Objective: Retype the lines below without any change, from the line containing "Can you find the metal carport" through the line containing "[[368, 102], [478, 99], [591, 98]]", including both of those lines and nothing else.

Data records:
*****
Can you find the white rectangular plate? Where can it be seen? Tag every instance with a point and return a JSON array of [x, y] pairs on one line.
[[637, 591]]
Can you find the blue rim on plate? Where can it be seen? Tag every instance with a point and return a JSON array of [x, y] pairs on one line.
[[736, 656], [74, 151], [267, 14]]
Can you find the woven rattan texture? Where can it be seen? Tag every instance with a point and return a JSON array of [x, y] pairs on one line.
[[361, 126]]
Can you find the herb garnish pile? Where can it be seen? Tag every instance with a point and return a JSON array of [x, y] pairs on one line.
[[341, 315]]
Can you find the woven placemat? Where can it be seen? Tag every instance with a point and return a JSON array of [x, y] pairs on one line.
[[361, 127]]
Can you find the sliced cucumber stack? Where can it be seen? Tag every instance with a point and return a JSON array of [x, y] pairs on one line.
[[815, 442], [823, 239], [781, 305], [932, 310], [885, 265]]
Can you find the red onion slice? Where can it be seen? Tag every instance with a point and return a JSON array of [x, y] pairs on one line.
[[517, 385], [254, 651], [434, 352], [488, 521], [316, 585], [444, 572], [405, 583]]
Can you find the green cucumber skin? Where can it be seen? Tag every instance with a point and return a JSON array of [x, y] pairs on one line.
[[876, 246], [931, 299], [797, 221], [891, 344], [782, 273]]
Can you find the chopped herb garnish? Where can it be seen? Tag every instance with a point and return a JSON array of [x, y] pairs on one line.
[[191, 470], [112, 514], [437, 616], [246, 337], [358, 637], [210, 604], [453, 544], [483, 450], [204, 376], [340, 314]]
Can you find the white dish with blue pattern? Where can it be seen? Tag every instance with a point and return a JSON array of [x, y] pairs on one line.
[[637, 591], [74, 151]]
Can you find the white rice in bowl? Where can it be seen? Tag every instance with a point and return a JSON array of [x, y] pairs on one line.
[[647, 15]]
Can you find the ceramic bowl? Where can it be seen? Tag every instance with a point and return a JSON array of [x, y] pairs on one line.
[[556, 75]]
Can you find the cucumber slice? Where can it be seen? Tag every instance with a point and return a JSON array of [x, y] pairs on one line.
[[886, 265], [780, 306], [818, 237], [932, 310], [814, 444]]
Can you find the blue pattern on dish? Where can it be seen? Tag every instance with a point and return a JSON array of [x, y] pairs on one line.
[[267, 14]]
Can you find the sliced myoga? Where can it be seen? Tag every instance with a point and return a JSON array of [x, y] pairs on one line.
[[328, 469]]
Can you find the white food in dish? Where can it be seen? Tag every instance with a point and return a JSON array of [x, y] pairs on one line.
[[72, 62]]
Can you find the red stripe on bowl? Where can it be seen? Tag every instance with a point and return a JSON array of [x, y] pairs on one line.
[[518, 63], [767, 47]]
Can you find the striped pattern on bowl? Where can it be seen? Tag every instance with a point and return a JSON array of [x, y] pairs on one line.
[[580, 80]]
*****
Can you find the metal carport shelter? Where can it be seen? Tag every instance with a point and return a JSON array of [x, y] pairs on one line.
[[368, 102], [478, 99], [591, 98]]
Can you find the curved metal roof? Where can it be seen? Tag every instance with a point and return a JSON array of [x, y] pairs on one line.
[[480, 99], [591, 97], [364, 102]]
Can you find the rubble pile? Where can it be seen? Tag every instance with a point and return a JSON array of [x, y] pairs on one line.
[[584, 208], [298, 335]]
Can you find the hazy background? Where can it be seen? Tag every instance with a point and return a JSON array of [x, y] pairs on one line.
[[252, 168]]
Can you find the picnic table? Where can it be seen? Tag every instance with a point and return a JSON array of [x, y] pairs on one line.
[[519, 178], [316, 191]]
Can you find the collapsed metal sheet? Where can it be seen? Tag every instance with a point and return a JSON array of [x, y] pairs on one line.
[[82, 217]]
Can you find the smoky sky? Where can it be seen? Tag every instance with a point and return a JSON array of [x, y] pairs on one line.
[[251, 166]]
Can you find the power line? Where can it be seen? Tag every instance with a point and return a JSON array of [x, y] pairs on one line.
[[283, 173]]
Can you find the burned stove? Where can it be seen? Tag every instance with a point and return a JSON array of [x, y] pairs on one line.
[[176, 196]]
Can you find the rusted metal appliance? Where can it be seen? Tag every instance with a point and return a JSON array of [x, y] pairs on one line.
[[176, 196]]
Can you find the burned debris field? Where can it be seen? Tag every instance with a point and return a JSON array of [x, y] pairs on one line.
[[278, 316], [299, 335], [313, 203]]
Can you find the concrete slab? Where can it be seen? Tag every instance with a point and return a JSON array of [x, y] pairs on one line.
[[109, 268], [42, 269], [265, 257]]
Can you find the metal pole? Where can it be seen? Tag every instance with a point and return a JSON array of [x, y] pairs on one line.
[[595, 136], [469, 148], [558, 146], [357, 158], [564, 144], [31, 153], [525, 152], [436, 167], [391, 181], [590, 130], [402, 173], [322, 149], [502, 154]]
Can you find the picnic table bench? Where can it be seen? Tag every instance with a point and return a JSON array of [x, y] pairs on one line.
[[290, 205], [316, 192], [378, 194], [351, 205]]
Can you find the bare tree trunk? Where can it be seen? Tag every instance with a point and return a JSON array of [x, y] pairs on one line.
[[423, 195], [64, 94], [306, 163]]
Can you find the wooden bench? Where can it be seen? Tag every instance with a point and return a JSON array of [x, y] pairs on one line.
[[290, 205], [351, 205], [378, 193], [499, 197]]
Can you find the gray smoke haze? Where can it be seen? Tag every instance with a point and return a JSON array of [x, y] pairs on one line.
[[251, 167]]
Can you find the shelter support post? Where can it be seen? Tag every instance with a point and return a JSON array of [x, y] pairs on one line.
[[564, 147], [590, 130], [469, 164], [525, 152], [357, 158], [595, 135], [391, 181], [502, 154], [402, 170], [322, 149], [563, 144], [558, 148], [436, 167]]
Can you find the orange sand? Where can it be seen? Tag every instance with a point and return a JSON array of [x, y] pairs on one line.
*****
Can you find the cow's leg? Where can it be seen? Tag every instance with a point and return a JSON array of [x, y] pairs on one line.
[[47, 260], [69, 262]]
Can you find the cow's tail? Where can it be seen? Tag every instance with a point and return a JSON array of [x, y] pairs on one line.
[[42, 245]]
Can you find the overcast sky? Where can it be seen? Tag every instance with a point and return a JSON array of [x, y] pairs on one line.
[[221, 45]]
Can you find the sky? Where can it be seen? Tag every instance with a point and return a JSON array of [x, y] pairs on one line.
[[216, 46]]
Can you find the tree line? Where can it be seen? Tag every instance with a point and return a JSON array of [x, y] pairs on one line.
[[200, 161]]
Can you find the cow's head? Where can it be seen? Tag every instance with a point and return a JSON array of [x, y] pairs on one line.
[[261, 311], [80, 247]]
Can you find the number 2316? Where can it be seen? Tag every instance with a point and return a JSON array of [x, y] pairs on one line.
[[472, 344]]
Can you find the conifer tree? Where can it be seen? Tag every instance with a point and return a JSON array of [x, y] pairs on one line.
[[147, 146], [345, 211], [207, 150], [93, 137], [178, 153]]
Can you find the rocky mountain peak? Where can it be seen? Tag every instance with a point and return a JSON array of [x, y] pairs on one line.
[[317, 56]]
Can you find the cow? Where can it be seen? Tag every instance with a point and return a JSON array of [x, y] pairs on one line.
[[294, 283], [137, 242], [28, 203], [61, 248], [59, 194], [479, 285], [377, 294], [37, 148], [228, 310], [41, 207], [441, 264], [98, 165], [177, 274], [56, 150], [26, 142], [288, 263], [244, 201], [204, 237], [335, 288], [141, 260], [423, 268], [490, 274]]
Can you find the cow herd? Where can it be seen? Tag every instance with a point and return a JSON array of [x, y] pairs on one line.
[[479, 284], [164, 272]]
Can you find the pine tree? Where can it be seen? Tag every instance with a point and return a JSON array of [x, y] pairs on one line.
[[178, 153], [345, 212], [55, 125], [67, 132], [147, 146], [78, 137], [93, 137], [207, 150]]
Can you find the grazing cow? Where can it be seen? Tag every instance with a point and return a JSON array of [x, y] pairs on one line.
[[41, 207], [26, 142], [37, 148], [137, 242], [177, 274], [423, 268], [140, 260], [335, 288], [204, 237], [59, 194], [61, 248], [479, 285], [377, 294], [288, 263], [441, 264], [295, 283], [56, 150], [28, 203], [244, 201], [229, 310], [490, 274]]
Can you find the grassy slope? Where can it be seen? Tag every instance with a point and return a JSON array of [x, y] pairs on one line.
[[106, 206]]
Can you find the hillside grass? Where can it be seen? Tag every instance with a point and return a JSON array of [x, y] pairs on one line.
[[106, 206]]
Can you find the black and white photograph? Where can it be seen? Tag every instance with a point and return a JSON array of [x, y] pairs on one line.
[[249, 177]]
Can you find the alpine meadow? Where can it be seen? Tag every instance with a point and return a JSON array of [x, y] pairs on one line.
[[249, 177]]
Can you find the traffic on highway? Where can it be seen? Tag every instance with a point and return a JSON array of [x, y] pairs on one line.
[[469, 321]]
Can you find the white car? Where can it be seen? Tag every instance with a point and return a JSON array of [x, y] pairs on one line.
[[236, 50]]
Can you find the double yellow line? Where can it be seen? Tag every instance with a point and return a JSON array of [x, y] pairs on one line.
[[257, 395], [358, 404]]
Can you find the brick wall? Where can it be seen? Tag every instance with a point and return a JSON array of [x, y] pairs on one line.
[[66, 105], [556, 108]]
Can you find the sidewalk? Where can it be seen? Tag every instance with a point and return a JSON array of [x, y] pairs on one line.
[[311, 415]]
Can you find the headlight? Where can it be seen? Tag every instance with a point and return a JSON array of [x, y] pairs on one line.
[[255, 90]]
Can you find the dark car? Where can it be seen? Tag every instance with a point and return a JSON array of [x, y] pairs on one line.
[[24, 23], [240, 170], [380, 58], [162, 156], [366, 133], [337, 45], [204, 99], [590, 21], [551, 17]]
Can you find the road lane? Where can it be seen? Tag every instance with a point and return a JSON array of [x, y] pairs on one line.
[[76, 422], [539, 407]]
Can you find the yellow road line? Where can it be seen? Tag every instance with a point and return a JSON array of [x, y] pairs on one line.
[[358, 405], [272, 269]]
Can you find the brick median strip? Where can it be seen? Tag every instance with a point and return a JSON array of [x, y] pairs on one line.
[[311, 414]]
*****
Written answer:
Can you find the metal carport shelter? Where can it be seen? Tag every instance with a point and return a JSON array of [x, y] pairs on one line.
[[368, 102], [478, 99], [591, 98]]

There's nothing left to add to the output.